What this task involves: Across the material that follows, tally each line in which "below" occurs, and state the total alone.

Given information:
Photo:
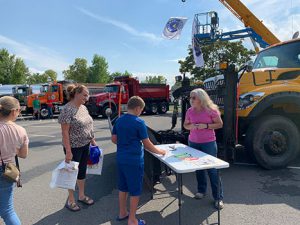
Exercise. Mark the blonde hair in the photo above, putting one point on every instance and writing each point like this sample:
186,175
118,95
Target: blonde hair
7,104
205,100
135,101
72,89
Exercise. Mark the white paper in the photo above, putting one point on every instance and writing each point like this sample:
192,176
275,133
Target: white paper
65,175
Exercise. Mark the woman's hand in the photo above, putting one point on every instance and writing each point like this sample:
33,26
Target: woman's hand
93,142
69,156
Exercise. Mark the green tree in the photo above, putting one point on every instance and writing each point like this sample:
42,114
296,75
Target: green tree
155,80
12,70
78,71
234,52
98,72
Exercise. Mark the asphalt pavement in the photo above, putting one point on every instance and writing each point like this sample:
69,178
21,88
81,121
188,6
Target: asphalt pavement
252,195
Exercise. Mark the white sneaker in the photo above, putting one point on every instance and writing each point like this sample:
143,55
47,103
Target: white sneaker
199,195
220,205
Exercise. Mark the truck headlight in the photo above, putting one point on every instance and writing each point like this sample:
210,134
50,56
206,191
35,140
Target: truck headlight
246,100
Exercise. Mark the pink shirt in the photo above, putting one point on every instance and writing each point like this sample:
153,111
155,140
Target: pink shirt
12,138
206,117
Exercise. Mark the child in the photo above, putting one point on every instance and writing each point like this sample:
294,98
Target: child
128,133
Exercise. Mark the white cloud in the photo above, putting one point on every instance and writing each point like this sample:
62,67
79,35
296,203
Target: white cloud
38,58
123,26
174,60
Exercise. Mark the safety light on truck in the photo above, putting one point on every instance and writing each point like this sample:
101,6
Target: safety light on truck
246,100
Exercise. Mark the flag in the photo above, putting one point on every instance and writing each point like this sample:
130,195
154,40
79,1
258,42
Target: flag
174,27
197,52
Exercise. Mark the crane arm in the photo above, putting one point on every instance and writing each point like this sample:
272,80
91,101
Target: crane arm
237,8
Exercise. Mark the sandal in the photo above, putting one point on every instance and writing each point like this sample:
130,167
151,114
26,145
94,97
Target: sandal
72,207
141,222
86,201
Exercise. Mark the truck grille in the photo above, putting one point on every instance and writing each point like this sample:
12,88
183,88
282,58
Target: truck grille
92,100
216,91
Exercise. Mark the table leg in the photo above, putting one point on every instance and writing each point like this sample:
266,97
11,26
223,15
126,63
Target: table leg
219,189
152,179
179,182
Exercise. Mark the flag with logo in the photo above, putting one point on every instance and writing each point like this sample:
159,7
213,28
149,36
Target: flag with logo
173,28
196,45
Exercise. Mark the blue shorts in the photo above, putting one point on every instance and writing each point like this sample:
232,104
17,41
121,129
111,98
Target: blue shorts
130,178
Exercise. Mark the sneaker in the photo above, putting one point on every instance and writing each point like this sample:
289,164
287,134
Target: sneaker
220,206
199,195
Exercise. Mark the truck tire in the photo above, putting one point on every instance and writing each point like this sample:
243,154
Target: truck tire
44,112
153,108
163,108
105,108
274,141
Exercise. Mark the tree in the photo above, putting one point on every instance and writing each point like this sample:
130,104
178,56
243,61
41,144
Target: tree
78,71
12,70
234,52
155,80
98,72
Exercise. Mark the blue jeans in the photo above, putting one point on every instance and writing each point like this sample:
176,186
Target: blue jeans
211,149
7,212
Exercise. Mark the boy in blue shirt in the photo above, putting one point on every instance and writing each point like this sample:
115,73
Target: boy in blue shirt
129,132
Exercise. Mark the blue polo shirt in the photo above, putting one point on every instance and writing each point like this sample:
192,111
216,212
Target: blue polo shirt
130,131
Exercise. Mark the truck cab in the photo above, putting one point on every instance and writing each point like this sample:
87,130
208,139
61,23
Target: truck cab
21,92
117,94
53,91
269,104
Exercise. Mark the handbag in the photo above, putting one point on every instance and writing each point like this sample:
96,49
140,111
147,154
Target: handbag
11,172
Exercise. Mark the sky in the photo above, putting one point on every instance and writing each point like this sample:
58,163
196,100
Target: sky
50,34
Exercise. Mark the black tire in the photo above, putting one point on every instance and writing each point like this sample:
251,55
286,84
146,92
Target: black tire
274,141
106,107
44,112
154,108
163,108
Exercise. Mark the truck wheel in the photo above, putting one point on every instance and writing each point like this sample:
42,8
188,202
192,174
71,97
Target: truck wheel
274,141
105,108
163,108
44,113
154,108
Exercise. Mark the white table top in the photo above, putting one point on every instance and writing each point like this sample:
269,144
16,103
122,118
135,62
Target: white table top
184,159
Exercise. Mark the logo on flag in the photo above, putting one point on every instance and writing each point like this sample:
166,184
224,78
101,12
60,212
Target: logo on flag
197,52
174,27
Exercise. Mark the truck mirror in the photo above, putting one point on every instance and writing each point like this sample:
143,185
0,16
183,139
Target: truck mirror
249,66
178,78
108,112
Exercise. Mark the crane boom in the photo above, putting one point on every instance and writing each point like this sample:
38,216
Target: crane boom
237,8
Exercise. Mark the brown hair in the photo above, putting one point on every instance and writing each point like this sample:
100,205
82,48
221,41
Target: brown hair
7,104
135,101
72,89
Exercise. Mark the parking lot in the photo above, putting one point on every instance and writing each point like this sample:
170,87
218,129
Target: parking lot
251,195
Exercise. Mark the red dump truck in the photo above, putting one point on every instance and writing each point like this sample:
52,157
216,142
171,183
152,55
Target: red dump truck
156,96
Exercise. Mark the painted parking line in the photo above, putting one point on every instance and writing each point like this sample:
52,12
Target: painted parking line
253,164
40,135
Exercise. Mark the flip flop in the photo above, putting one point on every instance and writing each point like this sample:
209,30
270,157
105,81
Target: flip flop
141,222
73,207
122,219
86,201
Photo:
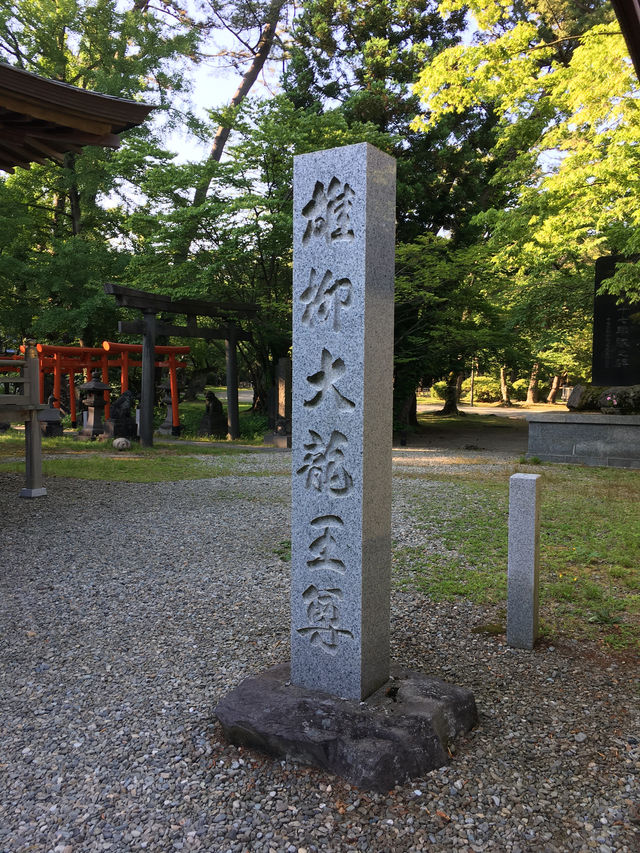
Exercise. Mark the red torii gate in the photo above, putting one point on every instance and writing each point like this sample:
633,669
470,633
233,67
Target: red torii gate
125,349
67,360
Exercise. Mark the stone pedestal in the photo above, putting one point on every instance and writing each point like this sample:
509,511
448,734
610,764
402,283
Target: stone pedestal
585,439
400,732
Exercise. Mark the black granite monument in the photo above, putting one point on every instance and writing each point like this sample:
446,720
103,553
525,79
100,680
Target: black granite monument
616,333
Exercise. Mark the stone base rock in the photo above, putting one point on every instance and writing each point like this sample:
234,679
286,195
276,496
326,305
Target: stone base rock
401,731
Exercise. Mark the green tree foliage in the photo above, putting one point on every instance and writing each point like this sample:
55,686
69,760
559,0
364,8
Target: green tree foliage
243,247
61,237
560,80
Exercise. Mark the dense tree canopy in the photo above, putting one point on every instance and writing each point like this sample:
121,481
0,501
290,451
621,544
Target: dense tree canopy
517,152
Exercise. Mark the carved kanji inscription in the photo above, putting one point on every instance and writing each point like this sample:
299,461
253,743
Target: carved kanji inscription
324,549
323,615
324,299
328,213
324,381
324,464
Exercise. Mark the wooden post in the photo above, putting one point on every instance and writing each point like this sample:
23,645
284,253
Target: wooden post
57,379
72,398
232,385
33,435
148,370
105,379
124,372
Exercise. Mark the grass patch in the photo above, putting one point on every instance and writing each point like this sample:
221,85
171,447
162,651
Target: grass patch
589,549
284,550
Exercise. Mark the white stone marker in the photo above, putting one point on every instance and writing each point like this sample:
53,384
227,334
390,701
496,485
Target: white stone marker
343,279
524,553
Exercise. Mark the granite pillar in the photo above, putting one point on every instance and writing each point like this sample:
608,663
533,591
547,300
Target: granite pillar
344,217
524,548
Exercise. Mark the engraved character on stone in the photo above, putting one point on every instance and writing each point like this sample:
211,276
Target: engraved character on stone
324,549
324,298
328,214
331,369
324,464
323,613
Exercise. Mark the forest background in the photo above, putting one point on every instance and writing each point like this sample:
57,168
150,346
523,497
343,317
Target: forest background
516,127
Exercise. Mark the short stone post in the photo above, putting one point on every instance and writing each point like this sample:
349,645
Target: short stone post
343,280
340,705
524,554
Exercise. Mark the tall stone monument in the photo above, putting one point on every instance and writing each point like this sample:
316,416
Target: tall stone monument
343,280
338,705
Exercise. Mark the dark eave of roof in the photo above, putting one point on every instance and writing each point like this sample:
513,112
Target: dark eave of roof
628,14
44,119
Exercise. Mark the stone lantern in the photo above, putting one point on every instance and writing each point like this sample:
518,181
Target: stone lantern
95,403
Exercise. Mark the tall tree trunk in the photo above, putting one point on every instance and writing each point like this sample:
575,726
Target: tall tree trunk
260,55
532,390
73,193
451,396
504,388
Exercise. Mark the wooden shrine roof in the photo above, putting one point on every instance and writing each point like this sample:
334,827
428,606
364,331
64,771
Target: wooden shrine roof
43,119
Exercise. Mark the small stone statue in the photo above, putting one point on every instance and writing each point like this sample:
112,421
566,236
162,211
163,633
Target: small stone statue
214,420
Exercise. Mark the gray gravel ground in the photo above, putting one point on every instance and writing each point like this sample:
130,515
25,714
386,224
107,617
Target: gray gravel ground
127,610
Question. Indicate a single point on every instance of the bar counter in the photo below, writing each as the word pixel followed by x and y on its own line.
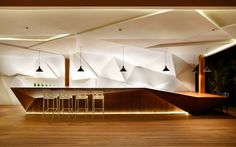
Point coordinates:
pixel 128 100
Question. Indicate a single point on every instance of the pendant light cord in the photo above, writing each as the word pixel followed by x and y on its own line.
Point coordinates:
pixel 39 57
pixel 165 56
pixel 123 55
pixel 80 57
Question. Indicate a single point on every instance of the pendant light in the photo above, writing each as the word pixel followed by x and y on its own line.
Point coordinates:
pixel 80 67
pixel 166 68
pixel 39 68
pixel 206 69
pixel 194 66
pixel 123 67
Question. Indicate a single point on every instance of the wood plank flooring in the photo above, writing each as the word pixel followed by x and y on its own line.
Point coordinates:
pixel 18 129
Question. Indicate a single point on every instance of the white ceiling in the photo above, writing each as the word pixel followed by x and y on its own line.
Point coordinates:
pixel 145 32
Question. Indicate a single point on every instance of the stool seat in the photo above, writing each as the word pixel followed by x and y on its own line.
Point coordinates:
pixel 50 96
pixel 65 95
pixel 97 95
pixel 81 95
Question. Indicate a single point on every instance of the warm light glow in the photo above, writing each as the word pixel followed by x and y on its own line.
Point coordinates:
pixel 136 113
pixel 221 48
pixel 30 39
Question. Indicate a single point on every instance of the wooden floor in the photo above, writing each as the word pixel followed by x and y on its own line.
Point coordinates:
pixel 18 129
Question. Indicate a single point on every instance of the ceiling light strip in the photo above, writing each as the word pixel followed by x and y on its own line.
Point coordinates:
pixel 213 22
pixel 27 48
pixel 115 113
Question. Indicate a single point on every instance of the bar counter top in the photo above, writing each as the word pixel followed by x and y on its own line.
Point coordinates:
pixel 129 99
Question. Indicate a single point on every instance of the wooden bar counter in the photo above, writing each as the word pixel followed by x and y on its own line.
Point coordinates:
pixel 127 99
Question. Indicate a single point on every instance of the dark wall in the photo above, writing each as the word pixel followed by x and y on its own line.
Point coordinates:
pixel 223 75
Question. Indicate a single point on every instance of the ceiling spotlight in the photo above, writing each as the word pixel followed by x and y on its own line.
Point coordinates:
pixel 166 68
pixel 39 68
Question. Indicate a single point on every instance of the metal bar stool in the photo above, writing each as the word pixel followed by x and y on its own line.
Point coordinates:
pixel 81 96
pixel 50 96
pixel 97 96
pixel 65 95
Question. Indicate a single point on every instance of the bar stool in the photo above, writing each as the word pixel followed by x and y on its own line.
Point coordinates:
pixel 65 95
pixel 81 96
pixel 50 96
pixel 97 96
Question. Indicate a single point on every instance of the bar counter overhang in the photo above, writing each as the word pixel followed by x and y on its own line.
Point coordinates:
pixel 129 100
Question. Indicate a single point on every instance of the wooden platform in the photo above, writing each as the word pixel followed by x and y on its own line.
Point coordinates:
pixel 130 100
pixel 20 130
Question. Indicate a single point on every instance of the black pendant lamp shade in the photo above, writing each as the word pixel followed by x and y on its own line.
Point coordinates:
pixel 80 69
pixel 123 67
pixel 166 68
pixel 195 70
pixel 39 68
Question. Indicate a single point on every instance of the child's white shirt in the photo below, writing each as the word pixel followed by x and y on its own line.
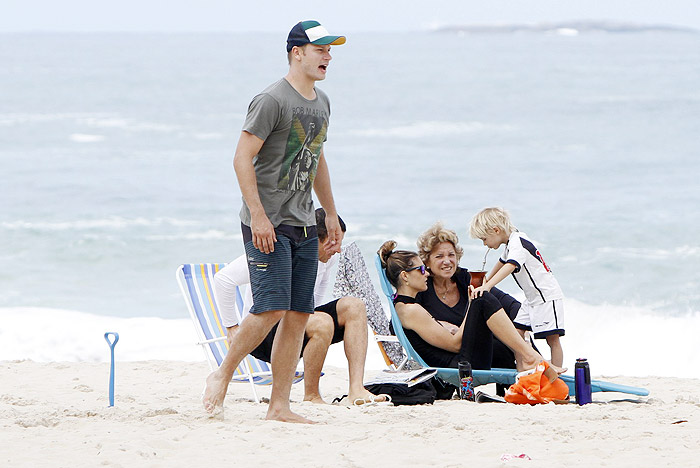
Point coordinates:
pixel 531 272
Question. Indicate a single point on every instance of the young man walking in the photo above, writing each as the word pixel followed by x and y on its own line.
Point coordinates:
pixel 279 158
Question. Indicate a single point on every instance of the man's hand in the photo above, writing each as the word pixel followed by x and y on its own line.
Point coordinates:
pixel 477 292
pixel 335 234
pixel 264 236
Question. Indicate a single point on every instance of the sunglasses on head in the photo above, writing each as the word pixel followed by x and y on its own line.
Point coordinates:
pixel 419 267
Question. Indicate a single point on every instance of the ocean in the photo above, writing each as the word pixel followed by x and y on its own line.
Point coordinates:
pixel 116 153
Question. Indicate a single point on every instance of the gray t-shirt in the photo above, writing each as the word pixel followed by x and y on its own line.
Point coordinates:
pixel 293 129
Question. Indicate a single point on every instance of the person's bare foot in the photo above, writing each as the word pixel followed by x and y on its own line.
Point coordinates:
pixel 367 396
pixel 286 415
pixel 214 393
pixel 315 398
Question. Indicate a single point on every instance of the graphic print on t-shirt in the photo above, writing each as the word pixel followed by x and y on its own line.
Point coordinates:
pixel 304 145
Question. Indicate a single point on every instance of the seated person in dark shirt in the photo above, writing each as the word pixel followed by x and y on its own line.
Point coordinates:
pixel 447 295
pixel 442 347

The answer: 2